Given problem: Count how many lines contain the word "umbrella" and give only that number.

Material shown:
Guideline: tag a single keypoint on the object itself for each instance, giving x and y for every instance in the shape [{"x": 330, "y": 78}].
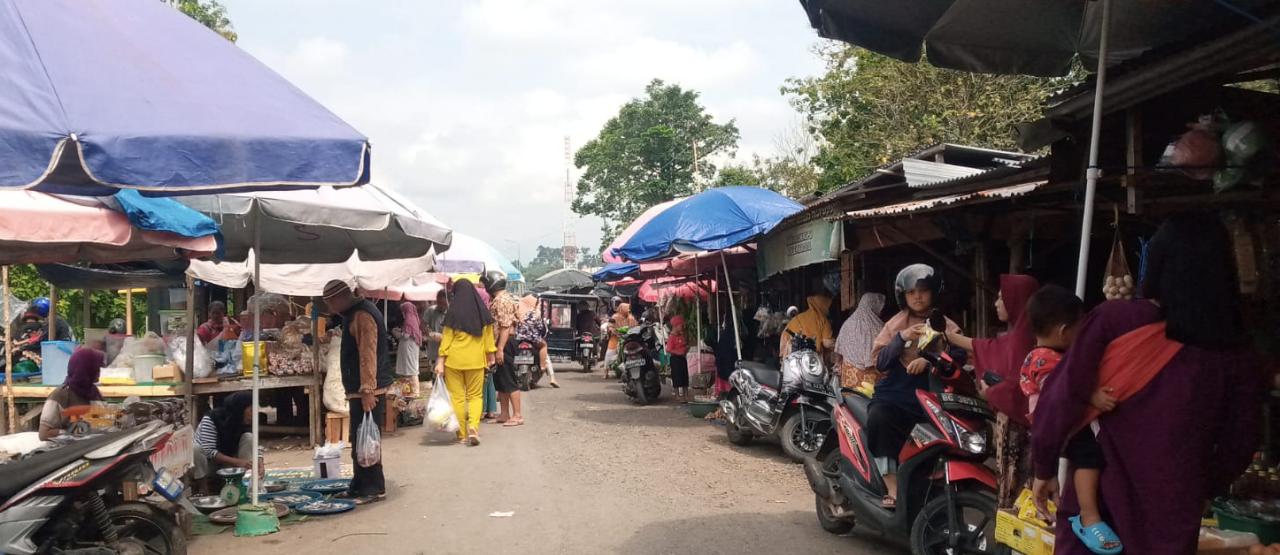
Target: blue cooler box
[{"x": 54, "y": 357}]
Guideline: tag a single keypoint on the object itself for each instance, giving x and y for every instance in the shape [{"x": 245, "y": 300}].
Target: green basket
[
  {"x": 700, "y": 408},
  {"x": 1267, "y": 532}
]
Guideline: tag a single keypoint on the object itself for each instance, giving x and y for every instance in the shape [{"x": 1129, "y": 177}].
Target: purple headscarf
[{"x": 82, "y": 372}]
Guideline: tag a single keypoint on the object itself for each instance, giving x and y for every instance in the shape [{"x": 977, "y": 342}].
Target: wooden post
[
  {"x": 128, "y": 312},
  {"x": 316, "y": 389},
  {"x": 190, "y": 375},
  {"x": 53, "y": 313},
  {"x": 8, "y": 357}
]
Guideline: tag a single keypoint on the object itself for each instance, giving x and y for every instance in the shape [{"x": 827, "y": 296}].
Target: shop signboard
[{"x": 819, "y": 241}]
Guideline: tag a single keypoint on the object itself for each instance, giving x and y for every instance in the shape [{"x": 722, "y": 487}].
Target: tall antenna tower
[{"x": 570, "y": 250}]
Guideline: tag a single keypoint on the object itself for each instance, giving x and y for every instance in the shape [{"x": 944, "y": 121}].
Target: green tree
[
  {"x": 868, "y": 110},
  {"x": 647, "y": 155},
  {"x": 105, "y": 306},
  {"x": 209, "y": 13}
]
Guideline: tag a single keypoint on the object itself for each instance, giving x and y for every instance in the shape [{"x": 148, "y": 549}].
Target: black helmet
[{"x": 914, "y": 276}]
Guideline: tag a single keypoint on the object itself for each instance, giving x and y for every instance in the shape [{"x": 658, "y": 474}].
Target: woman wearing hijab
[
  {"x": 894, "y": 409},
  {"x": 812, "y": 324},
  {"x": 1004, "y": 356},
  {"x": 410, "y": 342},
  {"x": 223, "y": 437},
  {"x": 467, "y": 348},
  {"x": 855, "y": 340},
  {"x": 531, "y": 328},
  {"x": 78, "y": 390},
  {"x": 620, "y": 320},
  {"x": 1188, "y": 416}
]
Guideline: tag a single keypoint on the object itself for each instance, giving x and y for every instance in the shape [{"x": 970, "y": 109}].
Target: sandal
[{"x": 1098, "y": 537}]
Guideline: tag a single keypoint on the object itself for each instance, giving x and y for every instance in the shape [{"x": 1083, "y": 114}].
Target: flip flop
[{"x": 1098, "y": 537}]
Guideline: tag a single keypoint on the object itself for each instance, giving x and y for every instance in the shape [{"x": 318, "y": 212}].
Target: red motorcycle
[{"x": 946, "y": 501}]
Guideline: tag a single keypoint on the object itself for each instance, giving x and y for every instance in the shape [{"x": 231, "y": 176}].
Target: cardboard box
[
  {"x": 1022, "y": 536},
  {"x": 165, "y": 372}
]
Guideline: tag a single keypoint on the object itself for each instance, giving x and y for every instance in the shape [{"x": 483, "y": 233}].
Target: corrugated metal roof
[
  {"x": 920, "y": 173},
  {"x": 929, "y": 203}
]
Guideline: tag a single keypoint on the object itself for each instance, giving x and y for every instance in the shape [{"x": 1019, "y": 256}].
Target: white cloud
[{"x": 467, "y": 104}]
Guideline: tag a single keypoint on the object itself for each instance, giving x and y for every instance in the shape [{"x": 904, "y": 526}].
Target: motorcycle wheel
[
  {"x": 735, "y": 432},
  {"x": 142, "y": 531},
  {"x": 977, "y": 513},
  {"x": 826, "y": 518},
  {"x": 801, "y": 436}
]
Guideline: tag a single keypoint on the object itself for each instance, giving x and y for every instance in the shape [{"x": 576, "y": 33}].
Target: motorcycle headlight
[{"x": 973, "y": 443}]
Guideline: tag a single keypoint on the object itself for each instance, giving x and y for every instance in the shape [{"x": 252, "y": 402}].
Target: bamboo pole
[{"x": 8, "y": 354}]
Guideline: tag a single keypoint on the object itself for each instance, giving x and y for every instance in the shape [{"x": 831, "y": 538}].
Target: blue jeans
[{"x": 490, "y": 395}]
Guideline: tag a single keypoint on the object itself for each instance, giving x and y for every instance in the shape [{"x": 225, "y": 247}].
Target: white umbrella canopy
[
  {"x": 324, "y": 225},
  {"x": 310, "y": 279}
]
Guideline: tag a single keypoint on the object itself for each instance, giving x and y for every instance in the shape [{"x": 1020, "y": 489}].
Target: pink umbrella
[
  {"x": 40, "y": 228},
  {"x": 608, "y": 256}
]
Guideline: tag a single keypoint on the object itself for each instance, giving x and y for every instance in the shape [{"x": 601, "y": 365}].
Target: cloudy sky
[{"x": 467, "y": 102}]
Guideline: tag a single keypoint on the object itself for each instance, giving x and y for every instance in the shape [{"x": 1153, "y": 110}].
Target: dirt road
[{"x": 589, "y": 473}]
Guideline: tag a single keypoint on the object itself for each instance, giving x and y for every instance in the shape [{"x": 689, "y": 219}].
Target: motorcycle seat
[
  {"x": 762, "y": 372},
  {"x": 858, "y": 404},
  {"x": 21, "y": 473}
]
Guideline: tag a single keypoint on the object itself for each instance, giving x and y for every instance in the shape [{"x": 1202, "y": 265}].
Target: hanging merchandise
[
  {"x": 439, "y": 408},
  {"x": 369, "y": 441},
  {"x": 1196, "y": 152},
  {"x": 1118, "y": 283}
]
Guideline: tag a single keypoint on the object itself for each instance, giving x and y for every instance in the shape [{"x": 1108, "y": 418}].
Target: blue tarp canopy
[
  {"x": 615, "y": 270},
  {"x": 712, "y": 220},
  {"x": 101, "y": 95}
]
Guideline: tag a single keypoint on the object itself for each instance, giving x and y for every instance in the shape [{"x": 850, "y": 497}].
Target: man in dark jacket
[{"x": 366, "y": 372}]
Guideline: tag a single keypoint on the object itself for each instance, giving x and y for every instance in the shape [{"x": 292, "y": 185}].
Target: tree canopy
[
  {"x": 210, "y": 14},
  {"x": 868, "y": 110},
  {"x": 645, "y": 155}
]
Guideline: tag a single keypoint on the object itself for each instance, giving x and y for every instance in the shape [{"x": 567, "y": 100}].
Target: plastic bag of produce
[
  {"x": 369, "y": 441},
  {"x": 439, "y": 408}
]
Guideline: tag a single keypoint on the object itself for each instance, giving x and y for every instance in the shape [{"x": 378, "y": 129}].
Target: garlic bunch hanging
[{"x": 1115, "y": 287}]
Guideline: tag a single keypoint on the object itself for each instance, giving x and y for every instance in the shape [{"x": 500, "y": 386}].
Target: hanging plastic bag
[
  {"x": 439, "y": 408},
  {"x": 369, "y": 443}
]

Written response: 2